OBJECTIVE =>
Substitute "dot" for every "marker" in the data, beginning at the line that has "of the road" and stopping after the line that has "[(493, 428), (222, 116), (124, 122)]". Give back only those lines, with nothing else changed.

GIVEN RECORDS =>
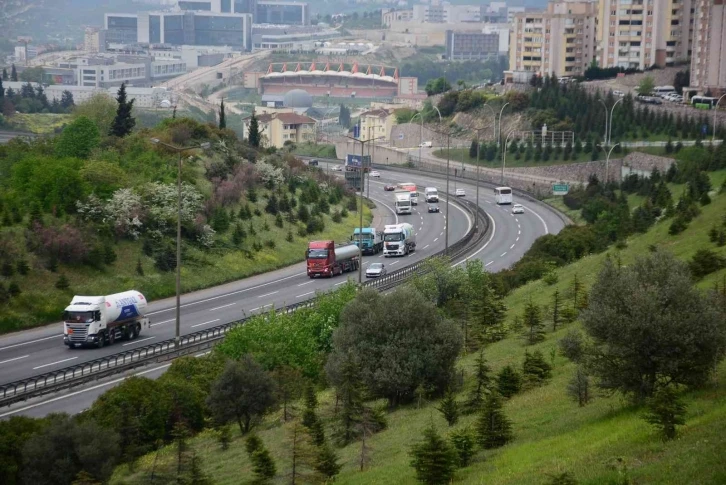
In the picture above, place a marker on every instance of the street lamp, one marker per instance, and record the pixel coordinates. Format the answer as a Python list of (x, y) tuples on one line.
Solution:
[(362, 179), (607, 161), (715, 108), (504, 153), (178, 150)]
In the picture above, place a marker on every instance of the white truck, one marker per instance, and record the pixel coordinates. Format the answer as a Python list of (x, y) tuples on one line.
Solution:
[(431, 194), (398, 239), (403, 202), (98, 320)]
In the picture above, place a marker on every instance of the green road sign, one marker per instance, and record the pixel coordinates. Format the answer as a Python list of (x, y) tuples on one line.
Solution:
[(560, 189)]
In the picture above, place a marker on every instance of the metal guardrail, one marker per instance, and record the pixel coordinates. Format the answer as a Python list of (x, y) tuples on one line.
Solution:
[(78, 374)]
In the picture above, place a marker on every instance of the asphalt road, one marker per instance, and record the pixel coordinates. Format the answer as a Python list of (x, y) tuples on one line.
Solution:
[(41, 350)]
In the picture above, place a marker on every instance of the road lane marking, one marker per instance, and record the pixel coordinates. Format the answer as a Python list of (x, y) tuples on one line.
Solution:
[(220, 307), (205, 323), (137, 341), (30, 342), (54, 363), (16, 358)]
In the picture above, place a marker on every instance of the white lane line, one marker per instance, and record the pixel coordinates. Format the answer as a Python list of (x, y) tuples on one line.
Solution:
[(109, 383), (30, 342), (54, 363), (16, 358), (220, 307), (205, 323), (137, 341)]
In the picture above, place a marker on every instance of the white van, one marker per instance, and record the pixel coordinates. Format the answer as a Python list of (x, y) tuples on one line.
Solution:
[(432, 195)]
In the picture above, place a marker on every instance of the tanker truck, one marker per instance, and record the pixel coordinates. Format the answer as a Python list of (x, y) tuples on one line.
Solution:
[(324, 258), (99, 320), (398, 239)]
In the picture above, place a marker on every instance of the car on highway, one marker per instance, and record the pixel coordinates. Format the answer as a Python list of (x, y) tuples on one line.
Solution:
[(375, 270)]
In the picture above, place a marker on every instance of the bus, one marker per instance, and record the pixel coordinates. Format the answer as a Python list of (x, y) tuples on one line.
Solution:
[(411, 187), (703, 102), (503, 195)]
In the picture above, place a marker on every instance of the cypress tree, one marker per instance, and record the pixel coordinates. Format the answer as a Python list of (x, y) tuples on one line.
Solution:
[(493, 428), (222, 116), (124, 122)]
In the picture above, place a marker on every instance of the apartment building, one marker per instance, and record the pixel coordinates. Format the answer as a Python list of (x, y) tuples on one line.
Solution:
[(708, 58), (561, 39), (641, 33)]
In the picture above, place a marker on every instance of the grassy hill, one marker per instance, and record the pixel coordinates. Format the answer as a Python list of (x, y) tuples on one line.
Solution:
[(605, 442)]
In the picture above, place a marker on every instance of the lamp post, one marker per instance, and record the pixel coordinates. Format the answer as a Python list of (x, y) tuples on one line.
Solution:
[(715, 108), (607, 161), (504, 154), (178, 150), (362, 178)]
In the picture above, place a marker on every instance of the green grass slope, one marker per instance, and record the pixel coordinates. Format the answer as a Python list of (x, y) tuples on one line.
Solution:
[(602, 443)]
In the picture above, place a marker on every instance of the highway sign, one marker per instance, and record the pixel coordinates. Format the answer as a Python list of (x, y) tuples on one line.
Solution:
[(560, 189)]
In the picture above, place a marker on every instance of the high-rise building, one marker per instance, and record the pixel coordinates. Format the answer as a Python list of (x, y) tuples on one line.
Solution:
[(708, 57), (641, 33), (560, 40)]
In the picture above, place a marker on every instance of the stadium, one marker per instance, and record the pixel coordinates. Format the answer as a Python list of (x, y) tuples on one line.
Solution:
[(335, 81)]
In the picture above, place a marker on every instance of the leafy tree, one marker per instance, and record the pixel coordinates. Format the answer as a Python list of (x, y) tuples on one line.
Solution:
[(222, 117), (78, 138), (509, 382), (449, 408), (650, 325), (65, 447), (243, 391), (395, 355), (464, 442), (124, 122), (433, 459), (263, 465), (579, 387), (666, 411), (253, 136), (493, 427)]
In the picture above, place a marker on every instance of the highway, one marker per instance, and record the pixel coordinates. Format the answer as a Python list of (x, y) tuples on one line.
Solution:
[(41, 350)]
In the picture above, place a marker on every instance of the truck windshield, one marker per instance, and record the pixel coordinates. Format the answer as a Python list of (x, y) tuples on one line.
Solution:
[(79, 317), (317, 253)]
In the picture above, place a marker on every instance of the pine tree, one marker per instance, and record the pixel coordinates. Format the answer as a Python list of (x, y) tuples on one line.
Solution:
[(254, 134), (263, 466), (124, 122), (449, 408), (434, 459), (493, 427), (535, 369), (509, 382), (666, 411), (533, 326), (483, 381), (579, 387), (222, 116)]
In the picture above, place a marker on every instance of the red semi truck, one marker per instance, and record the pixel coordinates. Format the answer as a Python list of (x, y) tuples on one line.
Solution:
[(324, 258)]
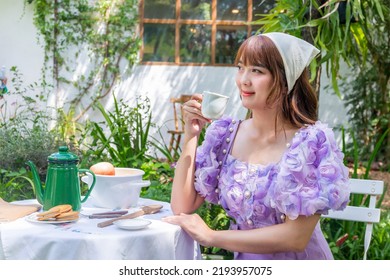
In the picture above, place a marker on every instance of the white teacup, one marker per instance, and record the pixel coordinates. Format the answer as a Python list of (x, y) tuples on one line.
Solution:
[(213, 105)]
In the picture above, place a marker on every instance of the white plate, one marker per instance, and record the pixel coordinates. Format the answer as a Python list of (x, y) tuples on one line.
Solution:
[(34, 219), (132, 224)]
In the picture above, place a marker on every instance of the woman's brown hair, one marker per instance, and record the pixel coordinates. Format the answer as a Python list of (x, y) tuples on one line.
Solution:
[(298, 107)]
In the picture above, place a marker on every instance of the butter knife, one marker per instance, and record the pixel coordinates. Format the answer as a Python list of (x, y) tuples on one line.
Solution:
[(150, 209)]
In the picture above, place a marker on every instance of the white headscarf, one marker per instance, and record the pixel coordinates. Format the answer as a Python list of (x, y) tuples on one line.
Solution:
[(296, 54)]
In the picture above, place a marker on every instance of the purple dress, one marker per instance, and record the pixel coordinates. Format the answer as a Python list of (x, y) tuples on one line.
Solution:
[(310, 178)]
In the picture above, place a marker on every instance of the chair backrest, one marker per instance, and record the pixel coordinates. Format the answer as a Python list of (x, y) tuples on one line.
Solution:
[(369, 215), (177, 110)]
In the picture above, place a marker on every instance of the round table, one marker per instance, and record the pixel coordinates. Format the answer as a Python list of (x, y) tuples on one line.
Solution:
[(83, 240)]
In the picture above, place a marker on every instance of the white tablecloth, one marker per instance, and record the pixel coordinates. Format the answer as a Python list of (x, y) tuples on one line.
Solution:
[(83, 240)]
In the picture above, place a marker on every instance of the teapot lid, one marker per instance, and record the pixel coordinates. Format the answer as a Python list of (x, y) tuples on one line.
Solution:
[(63, 156)]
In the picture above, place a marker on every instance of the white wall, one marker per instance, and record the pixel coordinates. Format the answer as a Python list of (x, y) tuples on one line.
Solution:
[(19, 47)]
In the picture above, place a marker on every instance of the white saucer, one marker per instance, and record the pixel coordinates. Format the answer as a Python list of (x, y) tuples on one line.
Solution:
[(132, 224)]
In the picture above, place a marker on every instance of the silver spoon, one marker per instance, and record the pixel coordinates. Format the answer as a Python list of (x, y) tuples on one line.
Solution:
[(150, 209)]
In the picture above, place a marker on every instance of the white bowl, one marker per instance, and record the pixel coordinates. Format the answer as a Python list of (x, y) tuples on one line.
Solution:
[(121, 190)]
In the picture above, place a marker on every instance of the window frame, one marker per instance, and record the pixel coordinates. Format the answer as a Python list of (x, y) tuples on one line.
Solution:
[(178, 22)]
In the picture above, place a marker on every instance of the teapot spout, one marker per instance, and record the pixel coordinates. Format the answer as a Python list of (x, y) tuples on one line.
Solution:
[(37, 182)]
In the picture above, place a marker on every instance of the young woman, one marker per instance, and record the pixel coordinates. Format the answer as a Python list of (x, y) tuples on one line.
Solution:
[(274, 173)]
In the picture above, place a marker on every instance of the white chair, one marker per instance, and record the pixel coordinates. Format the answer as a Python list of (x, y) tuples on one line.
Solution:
[(369, 215)]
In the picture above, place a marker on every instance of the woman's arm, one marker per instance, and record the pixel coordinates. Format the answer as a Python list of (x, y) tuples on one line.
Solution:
[(291, 236), (184, 198)]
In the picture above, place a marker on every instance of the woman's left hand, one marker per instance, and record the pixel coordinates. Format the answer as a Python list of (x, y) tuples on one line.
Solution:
[(194, 226)]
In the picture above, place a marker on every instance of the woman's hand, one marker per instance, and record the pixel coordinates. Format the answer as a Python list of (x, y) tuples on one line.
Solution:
[(193, 118), (194, 226)]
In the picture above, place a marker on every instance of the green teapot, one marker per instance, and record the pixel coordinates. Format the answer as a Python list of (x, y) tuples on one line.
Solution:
[(62, 181)]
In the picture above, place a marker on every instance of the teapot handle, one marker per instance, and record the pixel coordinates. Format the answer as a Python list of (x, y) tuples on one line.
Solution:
[(92, 184)]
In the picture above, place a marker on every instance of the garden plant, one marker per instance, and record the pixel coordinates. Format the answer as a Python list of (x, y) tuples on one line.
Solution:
[(124, 138)]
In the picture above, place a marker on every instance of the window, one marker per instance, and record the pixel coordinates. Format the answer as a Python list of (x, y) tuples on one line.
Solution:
[(197, 32)]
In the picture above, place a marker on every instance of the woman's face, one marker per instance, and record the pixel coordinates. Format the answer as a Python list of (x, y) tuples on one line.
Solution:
[(254, 83)]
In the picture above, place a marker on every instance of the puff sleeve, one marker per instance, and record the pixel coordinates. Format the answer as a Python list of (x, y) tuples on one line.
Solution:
[(312, 177), (206, 163)]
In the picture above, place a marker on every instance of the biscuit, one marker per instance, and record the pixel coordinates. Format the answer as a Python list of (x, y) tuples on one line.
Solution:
[(53, 212), (68, 216)]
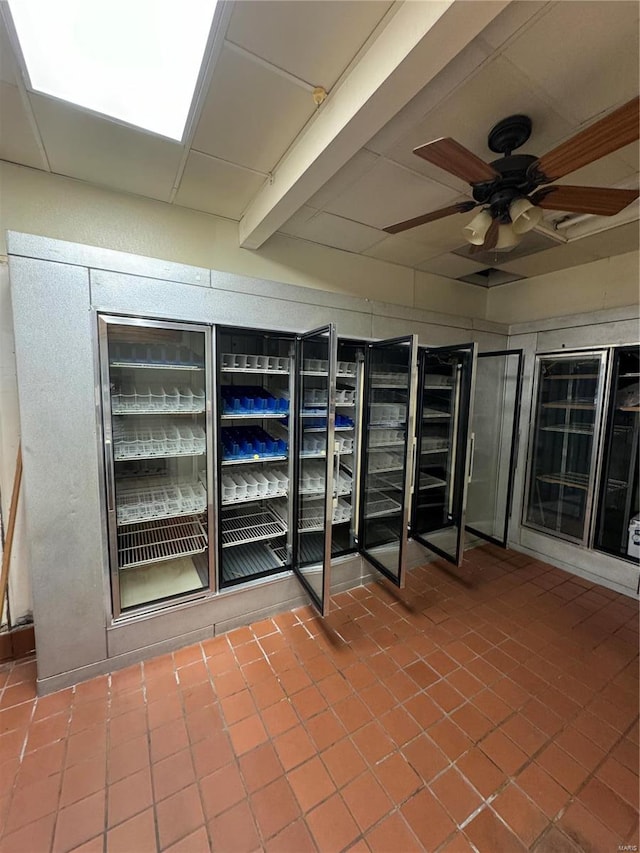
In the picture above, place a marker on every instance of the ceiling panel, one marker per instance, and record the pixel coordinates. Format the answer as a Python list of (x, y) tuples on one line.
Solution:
[(450, 266), (17, 138), (354, 169), (397, 250), (443, 235), (216, 187), (583, 54), (560, 257), (8, 65), (337, 232), (314, 40), (85, 146), (387, 193), (615, 241), (250, 115), (292, 225)]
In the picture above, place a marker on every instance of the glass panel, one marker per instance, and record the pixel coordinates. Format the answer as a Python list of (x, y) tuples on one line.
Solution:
[(317, 504), (157, 388), (618, 527), (495, 413), (561, 473), (348, 379), (254, 389), (384, 464), (442, 452)]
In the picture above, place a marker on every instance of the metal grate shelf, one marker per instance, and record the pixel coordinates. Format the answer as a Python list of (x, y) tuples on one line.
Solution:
[(381, 506), (252, 559), (243, 527), (141, 544)]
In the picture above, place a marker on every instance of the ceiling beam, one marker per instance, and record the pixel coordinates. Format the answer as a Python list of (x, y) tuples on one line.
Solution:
[(416, 43)]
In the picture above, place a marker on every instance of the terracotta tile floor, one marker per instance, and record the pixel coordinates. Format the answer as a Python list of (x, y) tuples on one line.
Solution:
[(492, 708)]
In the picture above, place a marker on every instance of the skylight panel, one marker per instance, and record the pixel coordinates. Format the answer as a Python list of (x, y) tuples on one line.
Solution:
[(136, 61)]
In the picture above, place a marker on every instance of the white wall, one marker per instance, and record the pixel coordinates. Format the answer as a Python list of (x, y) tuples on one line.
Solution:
[(607, 283)]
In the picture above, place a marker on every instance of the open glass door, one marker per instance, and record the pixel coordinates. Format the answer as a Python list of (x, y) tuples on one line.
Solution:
[(443, 452), (387, 454), (495, 432), (315, 458)]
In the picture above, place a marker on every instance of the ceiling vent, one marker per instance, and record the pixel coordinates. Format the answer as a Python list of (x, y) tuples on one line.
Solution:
[(490, 277), (535, 242)]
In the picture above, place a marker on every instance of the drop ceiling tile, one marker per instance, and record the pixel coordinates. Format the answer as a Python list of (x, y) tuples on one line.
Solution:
[(560, 257), (630, 154), (442, 235), (329, 230), (450, 266), (514, 19), (82, 145), (397, 250), (8, 66), (354, 169), (462, 66), (388, 193), (250, 115), (216, 187), (313, 40), (496, 91), (606, 172), (615, 241), (584, 54), (298, 219), (17, 137)]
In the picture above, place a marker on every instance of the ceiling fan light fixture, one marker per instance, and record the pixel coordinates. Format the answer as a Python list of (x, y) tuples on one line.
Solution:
[(508, 238), (475, 231), (524, 215)]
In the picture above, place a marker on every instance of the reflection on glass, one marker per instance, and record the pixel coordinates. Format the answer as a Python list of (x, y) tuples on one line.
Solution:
[(561, 474), (494, 412), (315, 464), (254, 390), (157, 391), (618, 526), (385, 449), (350, 357)]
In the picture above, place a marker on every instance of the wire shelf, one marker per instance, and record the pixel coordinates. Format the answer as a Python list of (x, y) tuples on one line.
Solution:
[(139, 501), (243, 527), (380, 506), (245, 561), (154, 541)]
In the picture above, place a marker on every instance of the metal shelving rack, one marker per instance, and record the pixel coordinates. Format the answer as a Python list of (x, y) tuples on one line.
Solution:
[(254, 519), (565, 432), (156, 467)]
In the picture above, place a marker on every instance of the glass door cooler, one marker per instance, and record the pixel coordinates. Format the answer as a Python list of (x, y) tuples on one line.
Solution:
[(562, 457), (617, 529), (156, 414), (254, 467), (387, 454), (443, 453)]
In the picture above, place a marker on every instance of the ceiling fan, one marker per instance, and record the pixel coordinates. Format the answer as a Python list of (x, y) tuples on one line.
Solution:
[(510, 190)]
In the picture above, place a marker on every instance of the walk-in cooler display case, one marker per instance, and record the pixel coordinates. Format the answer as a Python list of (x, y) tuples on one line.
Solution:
[(443, 449), (155, 379), (618, 518), (568, 396)]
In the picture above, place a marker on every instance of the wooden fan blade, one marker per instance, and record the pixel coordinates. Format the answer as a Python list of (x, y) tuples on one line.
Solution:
[(491, 237), (609, 134), (602, 201), (461, 207), (457, 160)]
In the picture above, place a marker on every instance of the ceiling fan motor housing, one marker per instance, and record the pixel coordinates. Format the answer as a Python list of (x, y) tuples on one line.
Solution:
[(514, 181)]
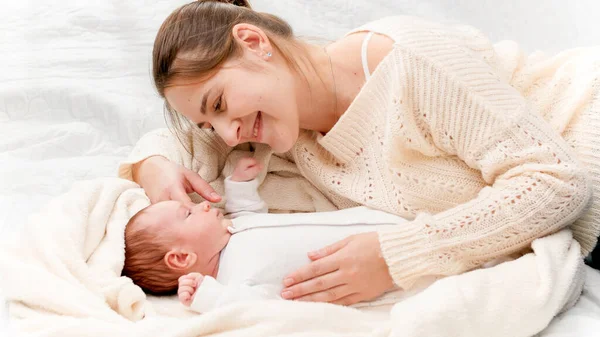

OUTPUT FOR THIS TASK =>
In the picture above, place a dot on every instance of the road lane marking, one dot per instance, and record the pixel coordinates. Format the answer as a Python list of (x, y) tuples on one line.
Solution:
[(220, 307), (205, 323), (137, 341), (30, 342), (54, 363), (16, 358)]
In the picture above, place a dot on every instance of the white lane line, one dot per instance, and record the pixel coordinates. Format the answer as a Python list of (x, y) tuples on one line.
Solution:
[(109, 383), (30, 342), (54, 363), (16, 358), (220, 307), (205, 323), (137, 341)]
In the picture above, place a dot on every instance of the white van, one dot per instance, and record the pixel coordinates. Format the answer as a Python list of (x, y) tuples on one line.
Solution:
[(432, 195)]
In the picture above, place a dot on every instance of the tanker truck, one dot per instance, and record the pixel coordinates. Format the answer as a Python list of (x, y) tuples on one line.
Solution:
[(324, 258), (99, 320), (398, 239)]
In the picture above, place a dot on every instance of the car on highway, one dot per instance, and record the pixel coordinates. Format the answer as a Python list of (x, y) tuples on one line.
Solution:
[(375, 270)]
In the picture above, place a dot on every instance of the bus, one dot per instance, and record the pixel coordinates. Format the answer as a Python list of (x, y) tuples on one line.
Solution:
[(411, 187), (703, 102), (503, 195)]
In the picture above, place a dot on every instance of the cypress tree, one dot per instance, and record the pixel coordinates. Format the answer as a Python list of (x, y) tuples on one line.
Solution:
[(493, 428), (222, 116), (124, 122)]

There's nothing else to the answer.